• _Extract_:
↓↓↓

NINTH CIGARETTE
At home on the porch
I don't know whether I could in good conscience recommend that anyone anywhere watch Blue Velvet, ever. However, someone who finds himself possessed of the courage to sit through the whole thing will not necessarily regret it in the morning.
Kyle MacLachlan finds a human ear in a field, gets the bejesus kicked out of him by Dennis Hopper, uncovers police corruption, and learns a valuable lesson about the secret rottenness at the heart of suburbia. I cannot describe the plot further, or explain how disturbed I was by it, except to say that at the end of the movie, when Isabella Rosselini shows up stark naked on Kyle MacLachlan's front lawn moaning "He put his disease in me," I felt like he deserved it.
Making a film about the darkness hidden beneath suburbia's veneer of respectability is like making an exposé documentary about professional wrestling, or holding Senate hearings on the sexual content (heaven forfend!) of rock music. As if everyone didn't already know that the smiles are painted on. The interesting thing about this movie is not that the wholesome people are actually insane ("That's a human ear all right"), but that the unwholesome ones aren't, because before there was Maggie Gyllenhaal in Secretary, there was Isabella Rosselini in Blue Velvet. Having discovered Kyle MacLachlan hiding in her closet, she threatens him with a knife, forces him to undress, and then seduces him, saying, "I want you to hurt me! Hit me!" Yikes.

↑↑↑

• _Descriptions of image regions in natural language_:
↓↓↓

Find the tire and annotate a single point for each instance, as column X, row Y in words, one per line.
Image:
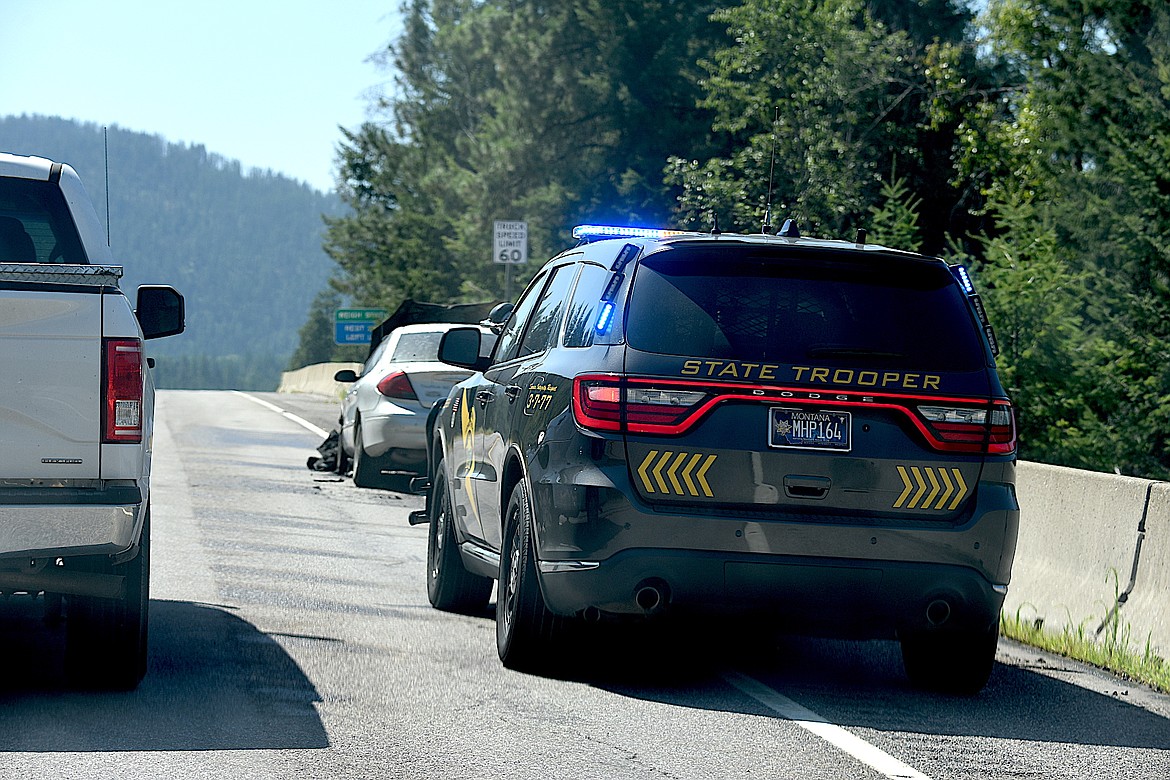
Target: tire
column 105, row 639
column 366, row 469
column 528, row 635
column 451, row 587
column 958, row 662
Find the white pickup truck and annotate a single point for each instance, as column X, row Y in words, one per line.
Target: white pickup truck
column 76, row 404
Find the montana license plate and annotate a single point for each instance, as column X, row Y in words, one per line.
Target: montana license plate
column 810, row 429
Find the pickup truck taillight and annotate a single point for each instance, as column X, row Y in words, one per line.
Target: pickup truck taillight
column 122, row 413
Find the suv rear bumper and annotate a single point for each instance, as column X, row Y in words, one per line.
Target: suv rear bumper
column 833, row 596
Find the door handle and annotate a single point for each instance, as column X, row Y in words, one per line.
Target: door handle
column 802, row 487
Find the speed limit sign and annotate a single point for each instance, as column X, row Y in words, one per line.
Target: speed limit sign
column 509, row 244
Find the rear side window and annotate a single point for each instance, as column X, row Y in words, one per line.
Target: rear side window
column 414, row 347
column 35, row 225
column 582, row 316
column 545, row 328
column 784, row 306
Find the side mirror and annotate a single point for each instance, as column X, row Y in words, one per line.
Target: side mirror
column 159, row 310
column 460, row 346
column 497, row 317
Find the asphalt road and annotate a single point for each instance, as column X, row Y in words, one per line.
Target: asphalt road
column 291, row 636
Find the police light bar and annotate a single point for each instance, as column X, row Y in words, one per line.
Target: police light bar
column 605, row 317
column 619, row 232
column 964, row 278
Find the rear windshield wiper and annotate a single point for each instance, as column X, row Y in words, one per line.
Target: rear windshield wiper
column 852, row 352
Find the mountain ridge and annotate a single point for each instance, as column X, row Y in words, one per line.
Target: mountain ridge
column 242, row 244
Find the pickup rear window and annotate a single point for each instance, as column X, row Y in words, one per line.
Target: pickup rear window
column 35, row 225
column 784, row 306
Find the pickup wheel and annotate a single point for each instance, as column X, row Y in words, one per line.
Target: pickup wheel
column 527, row 633
column 451, row 587
column 105, row 639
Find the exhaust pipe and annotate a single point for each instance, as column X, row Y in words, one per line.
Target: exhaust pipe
column 652, row 596
column 938, row 612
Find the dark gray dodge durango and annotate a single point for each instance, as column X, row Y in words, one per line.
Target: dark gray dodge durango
column 685, row 423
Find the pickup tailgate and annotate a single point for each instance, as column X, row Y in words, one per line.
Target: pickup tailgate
column 50, row 363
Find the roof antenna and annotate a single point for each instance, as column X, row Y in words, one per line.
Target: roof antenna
column 105, row 147
column 768, row 229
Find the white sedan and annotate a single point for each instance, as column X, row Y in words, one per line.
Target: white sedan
column 384, row 413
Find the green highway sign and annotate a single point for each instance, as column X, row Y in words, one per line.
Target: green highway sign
column 355, row 325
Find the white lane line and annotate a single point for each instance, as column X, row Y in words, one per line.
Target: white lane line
column 300, row 421
column 844, row 740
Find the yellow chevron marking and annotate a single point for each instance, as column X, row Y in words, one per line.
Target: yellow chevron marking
column 641, row 471
column 702, row 476
column 934, row 488
column 907, row 483
column 948, row 489
column 922, row 487
column 673, row 470
column 962, row 489
column 686, row 474
column 658, row 471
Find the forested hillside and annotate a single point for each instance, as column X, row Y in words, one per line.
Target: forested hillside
column 1026, row 138
column 243, row 247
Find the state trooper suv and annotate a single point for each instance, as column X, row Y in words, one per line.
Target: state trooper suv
column 676, row 422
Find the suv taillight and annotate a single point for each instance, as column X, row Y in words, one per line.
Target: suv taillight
column 123, row 409
column 969, row 429
column 610, row 402
column 397, row 385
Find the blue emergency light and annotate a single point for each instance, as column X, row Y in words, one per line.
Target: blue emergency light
column 605, row 317
column 964, row 278
column 621, row 232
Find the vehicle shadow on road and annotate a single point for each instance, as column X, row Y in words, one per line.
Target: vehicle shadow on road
column 862, row 684
column 213, row 682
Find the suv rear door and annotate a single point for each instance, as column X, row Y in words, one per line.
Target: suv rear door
column 509, row 388
column 814, row 385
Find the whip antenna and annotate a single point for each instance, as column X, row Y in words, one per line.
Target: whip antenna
column 771, row 170
column 105, row 147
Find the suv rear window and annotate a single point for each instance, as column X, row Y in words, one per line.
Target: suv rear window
column 35, row 225
column 791, row 306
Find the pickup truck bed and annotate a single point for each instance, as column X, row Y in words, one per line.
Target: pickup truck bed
column 76, row 415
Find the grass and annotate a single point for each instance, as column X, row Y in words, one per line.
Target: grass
column 1110, row 650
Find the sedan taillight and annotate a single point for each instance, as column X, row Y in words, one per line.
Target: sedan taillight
column 397, row 385
column 122, row 419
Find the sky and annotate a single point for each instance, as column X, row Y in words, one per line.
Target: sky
column 263, row 82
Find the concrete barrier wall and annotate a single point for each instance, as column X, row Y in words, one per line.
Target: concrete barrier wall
column 1078, row 536
column 316, row 379
column 1147, row 609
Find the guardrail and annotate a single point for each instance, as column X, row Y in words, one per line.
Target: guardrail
column 316, row 379
column 1092, row 546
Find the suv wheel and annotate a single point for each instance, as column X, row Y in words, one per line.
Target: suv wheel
column 105, row 639
column 951, row 662
column 449, row 585
column 525, row 629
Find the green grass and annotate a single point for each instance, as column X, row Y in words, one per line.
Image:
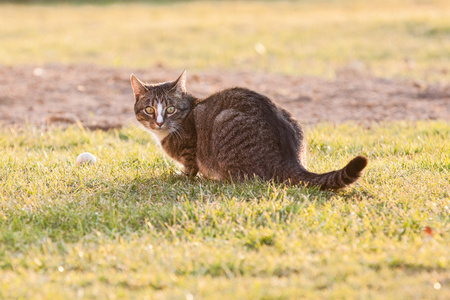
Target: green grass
column 405, row 38
column 129, row 227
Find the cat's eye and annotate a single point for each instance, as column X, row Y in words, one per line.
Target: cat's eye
column 170, row 110
column 150, row 110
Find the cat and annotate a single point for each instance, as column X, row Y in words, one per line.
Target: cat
column 234, row 134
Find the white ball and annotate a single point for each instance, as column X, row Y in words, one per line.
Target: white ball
column 86, row 158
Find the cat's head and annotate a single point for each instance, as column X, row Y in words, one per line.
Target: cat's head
column 163, row 106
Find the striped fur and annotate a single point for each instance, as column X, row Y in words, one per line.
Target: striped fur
column 234, row 134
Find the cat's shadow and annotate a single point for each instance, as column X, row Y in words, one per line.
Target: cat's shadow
column 176, row 187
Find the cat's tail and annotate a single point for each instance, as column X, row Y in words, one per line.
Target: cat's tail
column 333, row 180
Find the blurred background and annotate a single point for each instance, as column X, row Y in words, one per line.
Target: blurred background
column 393, row 38
column 325, row 60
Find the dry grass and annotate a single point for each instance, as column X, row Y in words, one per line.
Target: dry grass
column 390, row 38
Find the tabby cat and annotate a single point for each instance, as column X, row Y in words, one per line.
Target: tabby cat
column 231, row 135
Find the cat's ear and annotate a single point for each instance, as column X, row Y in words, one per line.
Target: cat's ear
column 180, row 83
column 138, row 87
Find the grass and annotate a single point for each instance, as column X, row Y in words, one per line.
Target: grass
column 401, row 38
column 130, row 227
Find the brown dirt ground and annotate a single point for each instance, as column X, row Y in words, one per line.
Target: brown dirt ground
column 101, row 98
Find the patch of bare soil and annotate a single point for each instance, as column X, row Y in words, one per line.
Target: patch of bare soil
column 101, row 98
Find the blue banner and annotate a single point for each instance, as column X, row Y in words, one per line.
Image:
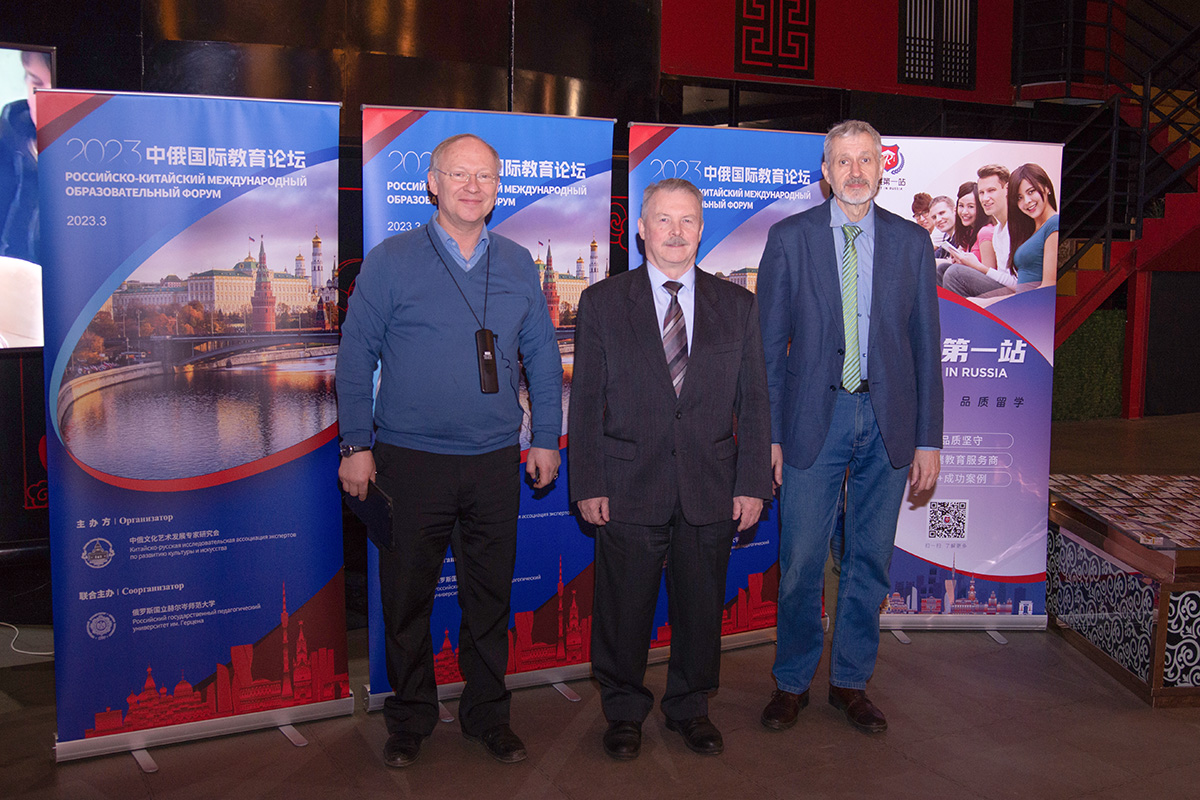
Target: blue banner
column 196, row 522
column 555, row 197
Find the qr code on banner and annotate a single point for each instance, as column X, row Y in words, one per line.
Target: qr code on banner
column 948, row 519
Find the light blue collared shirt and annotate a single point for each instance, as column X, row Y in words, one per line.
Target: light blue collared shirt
column 864, row 245
column 663, row 298
column 453, row 246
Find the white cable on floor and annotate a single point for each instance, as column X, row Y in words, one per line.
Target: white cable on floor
column 16, row 649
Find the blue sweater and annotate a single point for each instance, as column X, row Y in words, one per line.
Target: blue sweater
column 407, row 314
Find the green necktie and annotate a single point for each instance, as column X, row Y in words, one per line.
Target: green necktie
column 850, row 371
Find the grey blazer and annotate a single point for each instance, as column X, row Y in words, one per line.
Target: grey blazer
column 633, row 440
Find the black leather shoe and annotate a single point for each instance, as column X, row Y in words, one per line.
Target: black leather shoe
column 502, row 744
column 402, row 749
column 859, row 710
column 783, row 709
column 623, row 740
column 699, row 734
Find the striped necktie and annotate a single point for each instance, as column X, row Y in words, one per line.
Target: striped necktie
column 675, row 336
column 850, row 368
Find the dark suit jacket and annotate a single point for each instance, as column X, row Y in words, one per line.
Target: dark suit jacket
column 633, row 440
column 799, row 295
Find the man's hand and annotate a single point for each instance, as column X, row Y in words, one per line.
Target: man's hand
column 923, row 473
column 541, row 464
column 594, row 510
column 355, row 471
column 747, row 511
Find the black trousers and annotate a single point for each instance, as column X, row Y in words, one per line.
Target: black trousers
column 628, row 570
column 469, row 503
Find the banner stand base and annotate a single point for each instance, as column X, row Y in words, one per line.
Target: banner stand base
column 963, row 623
column 555, row 675
column 144, row 761
column 293, row 735
column 137, row 741
column 568, row 692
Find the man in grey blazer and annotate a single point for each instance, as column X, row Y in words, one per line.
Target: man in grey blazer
column 852, row 288
column 667, row 367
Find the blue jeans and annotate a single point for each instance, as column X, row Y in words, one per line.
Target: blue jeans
column 808, row 515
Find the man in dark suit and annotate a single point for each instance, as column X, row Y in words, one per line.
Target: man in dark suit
column 667, row 362
column 852, row 288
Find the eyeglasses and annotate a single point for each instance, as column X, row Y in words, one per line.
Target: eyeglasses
column 461, row 176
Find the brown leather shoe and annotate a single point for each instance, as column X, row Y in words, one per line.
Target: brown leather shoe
column 402, row 749
column 783, row 709
column 623, row 740
column 859, row 710
column 699, row 734
column 502, row 744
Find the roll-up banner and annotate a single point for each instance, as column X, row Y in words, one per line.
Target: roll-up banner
column 750, row 180
column 975, row 554
column 196, row 522
column 555, row 198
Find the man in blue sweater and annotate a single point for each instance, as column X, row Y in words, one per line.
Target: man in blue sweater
column 445, row 310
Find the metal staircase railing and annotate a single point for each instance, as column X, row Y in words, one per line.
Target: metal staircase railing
column 1143, row 62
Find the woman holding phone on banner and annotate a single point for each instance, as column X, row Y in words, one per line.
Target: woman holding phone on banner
column 969, row 222
column 1033, row 218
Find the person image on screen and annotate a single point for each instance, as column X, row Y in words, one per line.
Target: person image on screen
column 941, row 211
column 1033, row 218
column 444, row 311
column 852, row 341
column 19, row 234
column 667, row 360
column 921, row 204
column 972, row 275
column 969, row 221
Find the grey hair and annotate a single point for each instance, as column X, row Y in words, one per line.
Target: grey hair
column 847, row 128
column 672, row 185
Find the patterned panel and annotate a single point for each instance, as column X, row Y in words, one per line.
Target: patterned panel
column 1110, row 607
column 774, row 37
column 1181, row 666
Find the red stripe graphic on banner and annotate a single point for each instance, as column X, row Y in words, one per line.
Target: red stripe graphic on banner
column 996, row 578
column 214, row 479
column 643, row 139
column 61, row 110
column 946, row 294
column 377, row 142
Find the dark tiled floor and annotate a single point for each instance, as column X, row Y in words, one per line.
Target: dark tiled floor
column 969, row 719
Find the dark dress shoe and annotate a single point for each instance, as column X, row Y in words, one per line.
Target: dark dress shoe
column 623, row 740
column 699, row 734
column 502, row 744
column 783, row 709
column 402, row 749
column 859, row 710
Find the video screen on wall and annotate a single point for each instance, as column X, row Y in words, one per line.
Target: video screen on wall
column 23, row 70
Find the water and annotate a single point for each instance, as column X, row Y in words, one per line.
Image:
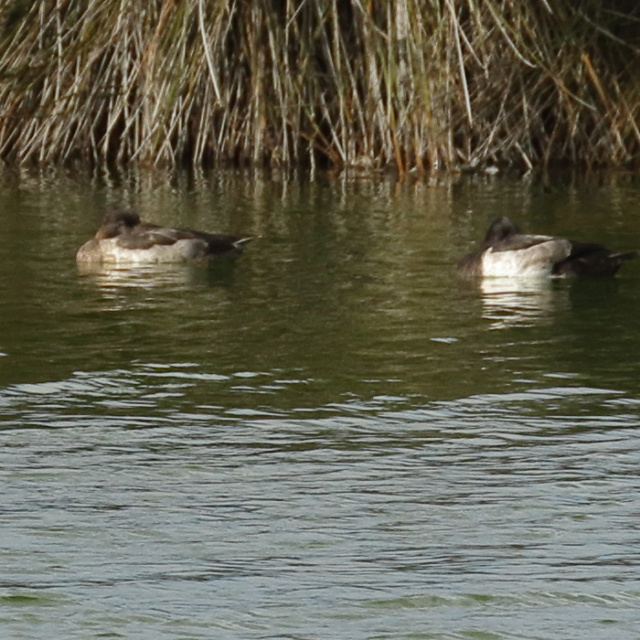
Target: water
column 333, row 438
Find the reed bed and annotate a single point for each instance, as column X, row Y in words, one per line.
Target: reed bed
column 413, row 84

↑↑↑

• _Task item A_:
Answer these questions using the review of Blue Velvet:
(i) What does Kyle MacLachlan find in a field?
(ii) Who beats him up?
(iii) To which actress and film does the review compare Isabella Rosselini in Blue Velvet?
• _Task item B_: Extend the review of Blue Velvet beyond its final sentence.

• _Task answer A_:
(i) A human ear.
(ii) Dennis Hopper.
(iii) Maggie Gyllenhaal in Secretary.

• _Task answer B_:
Thankfully, Rosselini keeps the scene from descending into pornography, or meaningless surrealism (Log Lady, anyone?). She has said this of her performance: "Most of the time femme fatales are portrayed as women who know exactly what they want and completely. And sex is portrayed as something that you go out there and choose for yourself. But we know the reality is it just happens to us and we don't know what to do with it or what to make of it."
And that's the Big Idea: love is something that just happens to us, not so different from being knocked around for no reason. The seamy reality of Blue Velvet doesn't allow anyone the luxury of believing the myth that love is pleasant, or that it's something that can be controlled. All love is helplessness; masochism is just helplessness magnified. This is an uncomfortable lesson, and it's worth sitting through all the ridiculous Lynchian dialogue in the world ("The world was dark because there weren't any robins, and the robins represented love") just to see Isabella Rosselini instantiate it.
The parish priest back home used to scold me for saying it was better to love God than to fear Him. "Why choose? They're the same thing!" Isabella Rosselini would have undersood.